Saved entries
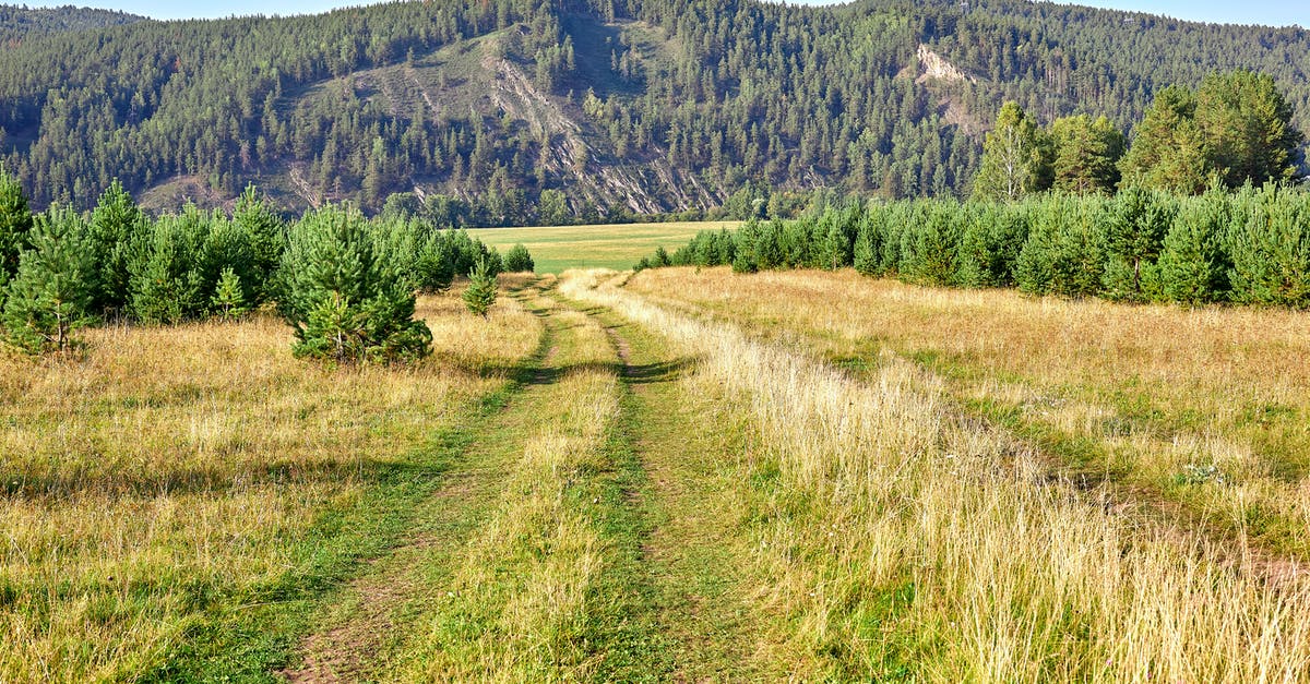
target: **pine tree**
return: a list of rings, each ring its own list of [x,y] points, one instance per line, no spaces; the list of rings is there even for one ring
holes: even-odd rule
[[[22,185],[0,166],[0,286],[18,270],[18,253],[26,249],[31,227]]]
[[[882,270],[879,269],[878,259],[878,224],[875,223],[872,212],[866,212],[859,221],[859,228],[855,232],[855,246],[852,253],[852,263],[855,266],[855,271],[859,275],[879,275]]]
[[[1210,166],[1229,187],[1296,176],[1296,151],[1305,136],[1292,126],[1292,106],[1271,76],[1210,73],[1196,92],[1196,126]]]
[[[238,318],[246,313],[246,299],[241,288],[241,276],[232,267],[223,269],[219,286],[210,299],[223,320]]]
[[[1174,224],[1178,204],[1171,195],[1129,186],[1107,207],[1106,296],[1117,300],[1154,299],[1155,258]]]
[[[1234,228],[1233,299],[1248,304],[1310,305],[1310,197],[1264,186]]]
[[[92,320],[96,265],[86,224],[72,208],[51,208],[30,233],[4,305],[5,341],[29,354],[67,352]]]
[[[206,218],[194,207],[179,216],[155,221],[135,253],[131,271],[132,316],[144,324],[176,325],[203,316],[208,308],[203,267],[208,232]]]
[[[257,307],[276,295],[276,279],[272,274],[287,249],[286,225],[269,208],[254,185],[248,185],[237,198],[232,223],[241,231],[249,248],[249,263],[244,269],[248,282],[242,286],[253,296],[248,304]]]
[[[147,233],[145,218],[117,180],[100,195],[90,215],[90,245],[97,263],[94,307],[102,312],[127,309],[131,263]]]
[[[1231,221],[1233,203],[1222,190],[1212,189],[1183,206],[1159,254],[1166,299],[1195,305],[1227,296],[1230,263],[1224,235]]]
[[[431,231],[414,259],[414,279],[424,292],[445,292],[455,280],[455,248],[448,237]]]
[[[483,318],[495,304],[496,275],[486,258],[478,259],[469,273],[469,288],[464,291],[464,305]]]
[[[307,214],[291,228],[280,266],[279,311],[295,329],[296,356],[359,363],[427,355],[432,333],[414,320],[415,296],[401,270],[358,210]]]
[[[1196,126],[1196,96],[1170,85],[1155,94],[1146,117],[1120,162],[1123,182],[1196,194],[1209,182],[1201,130]]]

* Set problem *
Rewrite every line of the listing above as a numbered list, skipping blank lines, and leave the pictures out of your answer.

* Problem solution *
1. target: **pine tree**
2. return: a list of rings, each ring its own list of [x,y] points, one instance per line, no spaces; the list of rings is there even for one ring
3. holes: even-odd rule
4. [[[22,185],[0,166],[0,286],[18,270],[18,253],[26,249],[31,227]]]
5. [[[882,270],[879,269],[878,259],[878,224],[875,223],[872,212],[866,212],[859,221],[859,228],[855,232],[855,246],[852,253],[852,263],[855,266],[855,271],[859,275],[879,275]]]
6. [[[1210,166],[1229,187],[1296,176],[1296,151],[1305,136],[1292,126],[1292,106],[1271,76],[1210,73],[1196,92],[1196,126]]]
7. [[[238,318],[246,313],[246,299],[241,288],[241,276],[232,267],[223,269],[219,286],[210,299],[223,320]]]
8. [[[1174,224],[1178,204],[1171,195],[1129,186],[1107,207],[1106,296],[1117,300],[1154,299],[1155,258]]]
9. [[[1234,228],[1233,299],[1248,304],[1310,305],[1310,197],[1264,186]]]
10. [[[92,320],[96,265],[86,224],[72,208],[51,208],[30,233],[4,305],[5,341],[29,354],[67,352]]]
11. [[[206,218],[194,207],[179,216],[155,221],[135,253],[131,271],[132,316],[144,324],[176,325],[203,316],[208,308],[203,267],[208,232]]]
12. [[[257,307],[276,295],[276,279],[272,274],[287,249],[286,225],[269,208],[254,185],[248,185],[237,198],[232,223],[241,231],[249,248],[249,263],[244,269],[248,282],[242,286],[253,296],[248,304]]]
13. [[[147,233],[145,218],[117,180],[100,195],[90,215],[90,245],[97,263],[94,307],[102,312],[127,309],[131,263]]]
14. [[[1231,221],[1233,203],[1222,190],[1212,189],[1183,206],[1159,254],[1166,299],[1195,305],[1227,296],[1230,263],[1224,235]]]
15. [[[431,231],[414,259],[414,279],[424,292],[445,292],[455,280],[455,248],[448,237]]]
16. [[[483,318],[495,304],[496,275],[486,258],[478,259],[469,273],[469,288],[464,291],[464,305]]]
17. [[[307,214],[291,228],[280,266],[279,311],[295,329],[296,356],[359,363],[427,355],[432,333],[414,320],[415,296],[401,270],[358,210]]]
18. [[[1196,126],[1196,96],[1170,85],[1155,94],[1146,117],[1120,162],[1123,182],[1196,194],[1209,182],[1201,130]]]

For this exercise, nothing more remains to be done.